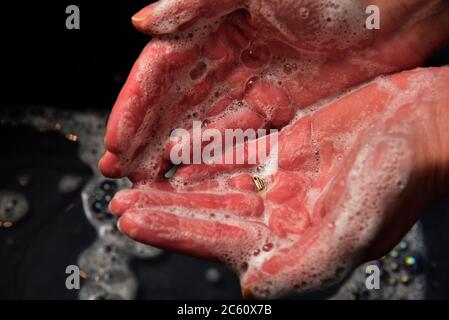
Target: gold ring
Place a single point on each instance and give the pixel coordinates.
(260, 184)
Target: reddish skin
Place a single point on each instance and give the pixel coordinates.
(143, 114)
(287, 210)
(145, 212)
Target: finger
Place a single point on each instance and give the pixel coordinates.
(137, 107)
(239, 204)
(168, 16)
(214, 240)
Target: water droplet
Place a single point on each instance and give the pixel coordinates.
(198, 71)
(304, 13)
(256, 56)
(267, 247)
(250, 83)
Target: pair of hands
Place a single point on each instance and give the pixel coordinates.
(347, 168)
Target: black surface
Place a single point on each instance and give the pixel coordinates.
(43, 63)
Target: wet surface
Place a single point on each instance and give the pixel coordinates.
(57, 202)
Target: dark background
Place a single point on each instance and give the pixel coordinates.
(43, 63)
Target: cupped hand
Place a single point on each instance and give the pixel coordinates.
(253, 64)
(352, 178)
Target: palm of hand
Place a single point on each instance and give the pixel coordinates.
(322, 208)
(238, 71)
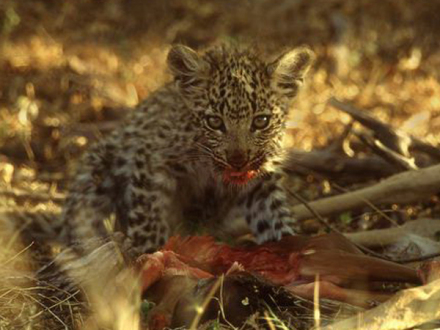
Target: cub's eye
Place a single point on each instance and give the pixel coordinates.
(260, 122)
(215, 122)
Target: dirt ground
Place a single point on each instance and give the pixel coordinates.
(70, 70)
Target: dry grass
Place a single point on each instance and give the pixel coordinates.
(70, 69)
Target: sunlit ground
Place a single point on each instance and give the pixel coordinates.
(70, 70)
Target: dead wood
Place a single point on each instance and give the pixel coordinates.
(393, 141)
(407, 187)
(405, 310)
(327, 163)
(426, 228)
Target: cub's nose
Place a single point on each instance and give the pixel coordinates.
(237, 159)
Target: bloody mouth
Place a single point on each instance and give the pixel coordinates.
(238, 177)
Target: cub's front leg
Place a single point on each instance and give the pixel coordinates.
(265, 208)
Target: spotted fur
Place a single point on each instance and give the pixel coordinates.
(197, 134)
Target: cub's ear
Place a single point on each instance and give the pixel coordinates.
(187, 66)
(288, 71)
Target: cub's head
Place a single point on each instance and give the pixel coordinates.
(240, 104)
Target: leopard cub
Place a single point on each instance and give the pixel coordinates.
(213, 134)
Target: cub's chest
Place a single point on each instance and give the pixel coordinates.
(205, 196)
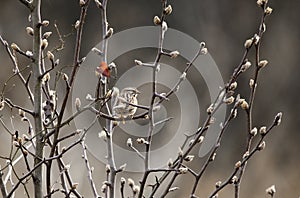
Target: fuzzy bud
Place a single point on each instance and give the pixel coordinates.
(98, 3)
(234, 112)
(183, 76)
(156, 20)
(238, 164)
(138, 62)
(47, 35)
(29, 31)
(29, 53)
(50, 56)
(246, 155)
(183, 170)
(233, 86)
(75, 185)
(130, 182)
(174, 54)
(15, 47)
(229, 100)
(102, 135)
(164, 26)
(45, 23)
(218, 184)
(44, 44)
(213, 157)
(204, 51)
(210, 109)
(268, 11)
(234, 179)
(248, 43)
(251, 83)
(189, 158)
(129, 142)
(253, 132)
(271, 190)
(173, 189)
(103, 188)
(77, 23)
(123, 181)
(244, 105)
(277, 119)
(135, 189)
(21, 113)
(168, 10)
(245, 66)
(107, 168)
(140, 141)
(81, 3)
(170, 163)
(201, 138)
(65, 77)
(180, 152)
(109, 33)
(263, 130)
(262, 146)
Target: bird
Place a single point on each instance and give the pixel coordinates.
(124, 102)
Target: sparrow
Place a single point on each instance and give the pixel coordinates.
(123, 103)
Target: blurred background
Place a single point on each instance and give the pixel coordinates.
(224, 25)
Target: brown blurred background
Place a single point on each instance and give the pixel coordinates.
(223, 25)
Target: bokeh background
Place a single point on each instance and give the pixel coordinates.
(223, 25)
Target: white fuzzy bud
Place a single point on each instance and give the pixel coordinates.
(263, 130)
(164, 26)
(77, 104)
(138, 62)
(174, 54)
(102, 135)
(156, 20)
(168, 10)
(129, 142)
(30, 31)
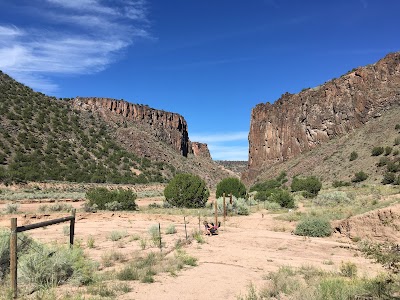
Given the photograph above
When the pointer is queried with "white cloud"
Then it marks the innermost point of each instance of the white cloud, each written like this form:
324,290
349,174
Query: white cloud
85,36
225,146
220,137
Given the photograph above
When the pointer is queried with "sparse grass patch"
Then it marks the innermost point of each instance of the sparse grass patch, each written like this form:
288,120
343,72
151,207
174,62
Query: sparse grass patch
11,208
109,258
170,229
144,268
117,235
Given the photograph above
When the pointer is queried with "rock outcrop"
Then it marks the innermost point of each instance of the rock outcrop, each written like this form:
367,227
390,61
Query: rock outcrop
200,149
167,127
300,122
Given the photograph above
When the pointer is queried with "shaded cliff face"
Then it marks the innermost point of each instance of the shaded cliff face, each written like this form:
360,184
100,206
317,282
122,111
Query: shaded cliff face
297,123
168,127
200,149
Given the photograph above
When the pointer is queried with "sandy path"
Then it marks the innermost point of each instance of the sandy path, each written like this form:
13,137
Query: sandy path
246,249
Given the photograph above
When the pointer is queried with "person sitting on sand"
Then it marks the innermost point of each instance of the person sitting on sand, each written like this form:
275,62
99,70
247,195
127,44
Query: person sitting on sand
208,228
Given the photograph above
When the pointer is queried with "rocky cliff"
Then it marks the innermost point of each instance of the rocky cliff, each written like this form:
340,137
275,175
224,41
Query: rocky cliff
200,149
300,122
167,127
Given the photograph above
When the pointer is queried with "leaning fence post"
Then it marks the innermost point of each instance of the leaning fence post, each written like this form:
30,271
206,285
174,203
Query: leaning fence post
184,220
159,232
216,212
13,257
72,229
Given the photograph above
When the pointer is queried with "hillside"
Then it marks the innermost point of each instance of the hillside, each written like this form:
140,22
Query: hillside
331,160
298,123
43,138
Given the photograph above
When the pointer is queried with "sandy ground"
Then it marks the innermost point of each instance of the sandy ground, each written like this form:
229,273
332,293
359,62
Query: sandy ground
246,249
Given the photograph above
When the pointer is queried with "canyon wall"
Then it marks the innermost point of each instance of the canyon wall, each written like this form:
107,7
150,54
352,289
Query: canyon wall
167,127
300,122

## WHAT NEEDS TO BE DONE
Without including the pictures, reproduce all entries exactly.

## WORKED SOLUTION
Target: gold ring
Place a single point on each instance and give the pixel coordinates.
(260, 184)
Target: reddish skin
Place a single point on each instance and give the pixel coordinates.
(143, 114)
(287, 210)
(145, 212)
Target: finger
Place a single point on each instance and give the pixel coordinates.
(137, 107)
(239, 204)
(168, 16)
(214, 240)
Target: water droplet
Place a single point on each instance and give the pixel coordinates.
(198, 71)
(304, 13)
(256, 56)
(267, 247)
(250, 83)
Target: pair of hands
Place a single point on each instance and give the pixel coordinates.
(347, 168)
Target: black surface
Place a single point on each instance and give the pixel coordinates.
(43, 63)
Target: wet surface
Place a single point on each instance and give the pixel coordinates.
(57, 202)
Target: dark background
Place a single point on each instance and give the pixel coordinates.
(43, 63)
Target: cupped hand
Place a single point on each instance and give the pixel coordinates.
(253, 64)
(352, 178)
Target: palm of hand
Place a single point on each instance and give the pixel coordinates.
(322, 208)
(238, 71)
Target: cub's eye
Place a single point on each instance and give the pixel coordinates.
(260, 122)
(215, 122)
Target: dirt ground
Place a single point on each instance and give the pixel coordinates.
(70, 70)
Target: dry grass
Place a single point on each instance and give the pixel coordinates.
(70, 69)
Target: sunlit ground
Place a single point on each instance and give the pixel coordinates.
(70, 70)
Target: dead wood
Place a single point on each instance and give the pixel coordinates.
(393, 141)
(407, 187)
(405, 310)
(327, 163)
(426, 228)
Target: cub's nose
Place a single point on each instance and give the pixel coordinates.
(237, 159)
Target: bloody mouth
Place a single point on each instance and give the pixel coordinates.
(238, 177)
Target: cub's front leg
Place a single point on each instance and give the pixel coordinates.
(265, 208)
Target: spotted fur
Place a single point on each instance and give the pixel coordinates.
(197, 134)
Target: cub's ear
Place a single point on each instance and give the pixel coordinates.
(187, 66)
(288, 71)
Target: cub's head
Place a single point on each instance and give the pixel coordinates.
(240, 104)
Target: leopard cub
Place a single point on each instance and give the pixel coordinates.
(213, 134)
Target: cub's chest
Place a single point on each instance and give the pixel coordinates.
(205, 196)
Target: fuzzy bud
Place a single point on each instance and give the pixel coordinates.
(98, 3)
(234, 112)
(183, 76)
(156, 20)
(238, 164)
(138, 62)
(47, 35)
(29, 31)
(29, 53)
(50, 56)
(246, 155)
(183, 170)
(233, 86)
(75, 185)
(130, 182)
(174, 54)
(15, 47)
(229, 100)
(102, 135)
(164, 26)
(45, 23)
(218, 184)
(44, 44)
(213, 157)
(204, 51)
(210, 109)
(268, 11)
(234, 179)
(248, 43)
(251, 83)
(189, 158)
(129, 142)
(253, 132)
(271, 190)
(173, 189)
(103, 188)
(77, 23)
(123, 181)
(244, 105)
(277, 119)
(135, 189)
(21, 113)
(168, 10)
(245, 66)
(107, 168)
(140, 141)
(81, 3)
(170, 163)
(201, 138)
(65, 77)
(180, 152)
(109, 33)
(263, 130)
(262, 146)
Target: bird
Place a single point on each instance and give the pixel coordinates.
(124, 102)
Target: sparrow
Place a single point on each instance and give the pixel coordinates.
(123, 103)
Target: blurred background
Place a single point on each instance and give the pixel coordinates.
(224, 25)
Target: brown blurred background
Place a single point on each instance and give the pixel coordinates.
(223, 25)
Target: bokeh background
Place a single point on each instance and give the pixel coordinates.
(223, 25)
Target: white fuzzy bud
Place a single point on each instance and give the pixel coordinates.
(263, 130)
(164, 26)
(77, 104)
(138, 62)
(174, 54)
(102, 135)
(156, 20)
(168, 10)
(129, 142)
(30, 31)
Given the photograph above
When the pointer is queried with "white cloud"
Then it marks the innermost point of each instance of the white cloud, each written like this form:
324,290
349,174
Query: white cloud
85,36
225,146
220,137
Given the photograph above
When the pointer is queried with "sparse grass patch"
Then it marks the innermost point of each instance of the sparse grass patch, each written like this form:
288,120
343,72
151,207
174,62
Query: sparse grass patch
11,208
109,258
170,229
144,268
117,235
Given the photograph above
When the pointer is queried with "rock outcrop"
Then it marks the innermost point of each instance of the rock outcrop, each written like this form:
367,227
390,61
Query: rock outcrop
200,149
167,127
300,122
Given the photograph above
When the pointer is queried with "shaded cliff face"
Then it marks the innermost point of each instance of the shaded cliff face, each written like this form:
360,184
100,206
317,282
122,111
Query: shaded cliff face
297,123
168,127
200,149
Given the photograph above
When the pointer is queried with "sandy path"
Then it marks the innermost point of each instance of the sandy path, each written like this form:
13,137
Query: sandy path
246,249
Given the photograph above
When the pointer is queried with "person sitting on sand"
Then it marks the innermost point of each instance of the person sitting on sand, each written like this form:
275,62
99,70
247,195
127,44
Query: person sitting on sand
208,228
Given the photograph above
When the pointer is queried with "rocky cliff"
Then it marks the innermost point of each instance of the rocky cliff, each written like this form:
340,137
275,175
224,41
Query: rocky cliff
200,149
300,122
167,127
Given the photograph above
When the pointer is queried with "leaning fence post"
Then it marks the innermost point of each instance of the leaning fence post, each written like this form:
30,271
206,285
174,203
Query: leaning fence post
184,220
159,232
216,212
13,257
72,229
Given the photograph above
When the pointer is queried with "hillside"
Then it marks the innermost point of each instance of the hillside, each written like this form:
140,22
Query: hillside
331,160
298,123
43,138
Given the photograph above
When the pointer is queried with "sandy ground"
Then it marks the innermost point of each instance of the sandy ground, each written like this form:
229,273
332,293
359,62
Query: sandy ground
246,249
Given the photograph above
When the pointer is queried with "canyon wall"
Then it marks the innermost point of each instance of the canyon wall, each written like this form:
107,7
150,54
352,289
Query: canyon wall
167,127
300,122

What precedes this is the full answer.